- _PAGE TEXT_:
————
Hamad Medical Corporation (HMC) in Qatar submitted two performance improvement projects as part of its recent effort to earn the Trauma Distinction Award of Excellence from Accreditation Canada International (ACI). In keeping with ACI’s system focus, the projects aimed to improve trauma care in both the field and the hospital.
Improving rapid sequence intubation (RSI) rates
Qatari paramedics had an RSI success rate of 86% and a post-RSI mechanical ventilation rate of 83%. The goal of the project was to increase both rates to greater than 95%. According to Holly Hepp, MSN, trauma program manager at HMC, project leaders implemented the following interventions:
- Creation of an in-house airway registry to track intubation success rates
- Strict auditing of every critical care airway intervention
- Intensive re-training of paramedics and their assistants using high-fidelity simulation as well as mental modeling
- Introduction of a video laryngoscope (GlideScope®) for potentially difficult airways
- Daily management reports on any failed RSI or RSI without mechanical ventilation
These interventions led to significant improvements in paramedic performance. The RSI success rate increased to 96% and the rate of successful mechanical ventilation following RSI increased to 98%.
————
Data items:

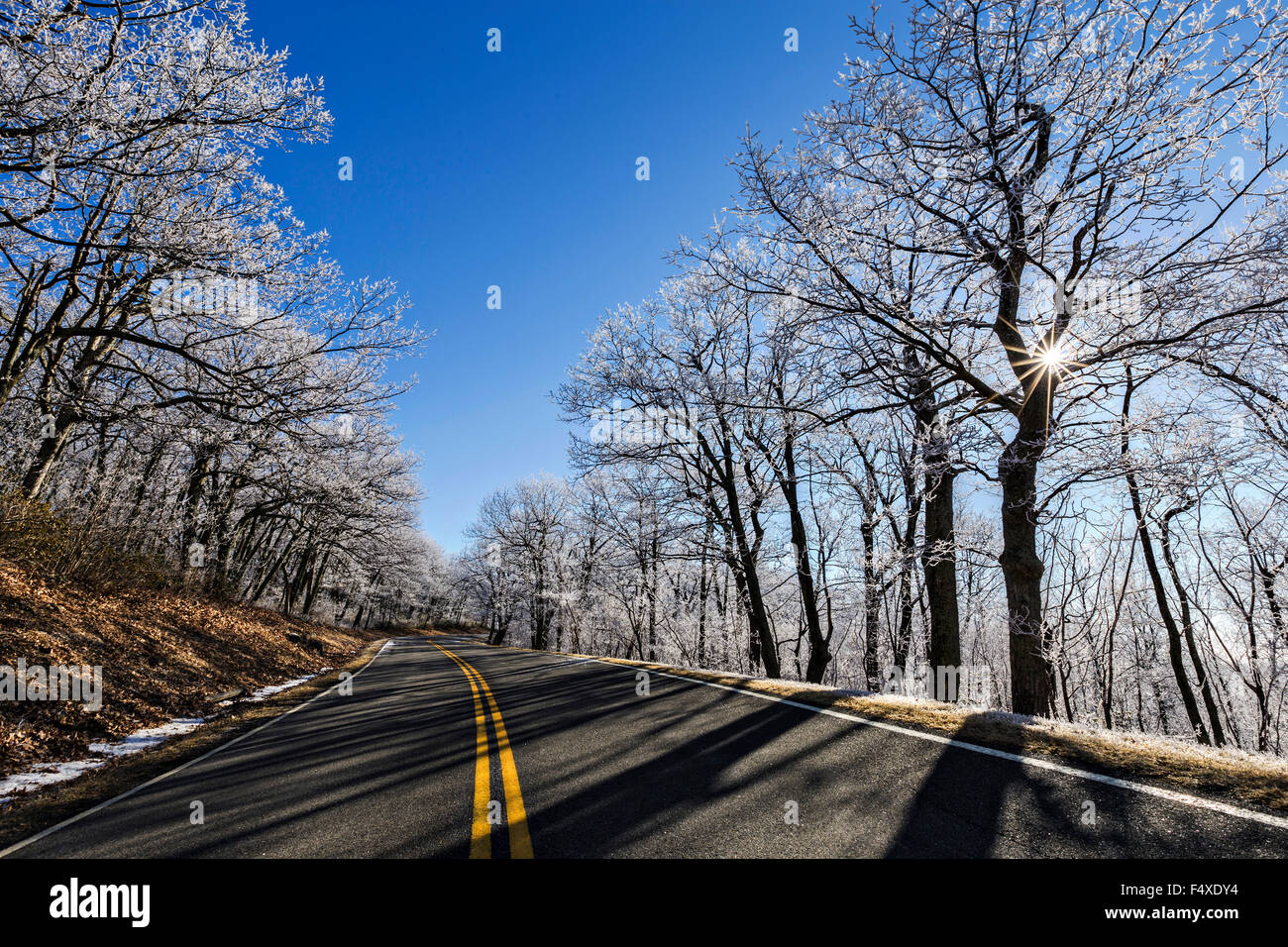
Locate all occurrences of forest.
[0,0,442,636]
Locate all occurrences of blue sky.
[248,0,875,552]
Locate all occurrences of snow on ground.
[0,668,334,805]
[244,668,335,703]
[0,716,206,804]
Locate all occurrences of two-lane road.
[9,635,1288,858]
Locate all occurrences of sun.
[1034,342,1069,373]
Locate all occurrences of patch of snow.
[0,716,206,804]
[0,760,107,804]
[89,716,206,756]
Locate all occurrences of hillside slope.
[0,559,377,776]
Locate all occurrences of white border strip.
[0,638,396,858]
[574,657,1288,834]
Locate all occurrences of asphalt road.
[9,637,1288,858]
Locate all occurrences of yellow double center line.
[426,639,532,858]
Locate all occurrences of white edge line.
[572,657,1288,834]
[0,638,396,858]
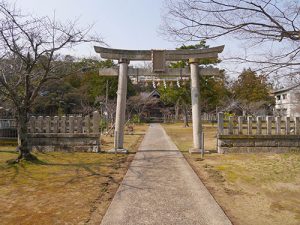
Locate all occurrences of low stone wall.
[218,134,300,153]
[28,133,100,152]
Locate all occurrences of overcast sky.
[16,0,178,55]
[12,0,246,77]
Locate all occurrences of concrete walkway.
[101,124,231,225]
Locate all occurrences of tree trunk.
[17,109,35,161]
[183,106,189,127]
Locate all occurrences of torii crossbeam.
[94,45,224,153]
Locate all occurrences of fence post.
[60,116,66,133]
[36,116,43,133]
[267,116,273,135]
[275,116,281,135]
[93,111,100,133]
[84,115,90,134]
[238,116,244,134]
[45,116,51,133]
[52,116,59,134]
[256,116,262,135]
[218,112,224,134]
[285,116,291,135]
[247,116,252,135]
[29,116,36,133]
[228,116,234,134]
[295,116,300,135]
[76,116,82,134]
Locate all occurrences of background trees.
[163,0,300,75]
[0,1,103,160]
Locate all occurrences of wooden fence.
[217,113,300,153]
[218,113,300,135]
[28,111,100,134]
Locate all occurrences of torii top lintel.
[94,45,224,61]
————
- _YOUR TASK_:
Copy the part of the trauma care text that runs from "Hamad Medical Corporation" to "and the hospital.".

- _OUTPUT OF THE TASK_:
Hamad Medical Corporation (HMC) in Qatar submitted two performance improvement projects as part of its recent effort to earn the Trauma Distinction Award of Excellence from Accreditation Canada International (ACI). In keeping with ACI’s system focus, the projects aimed to improve trauma care in both the field and the hospital.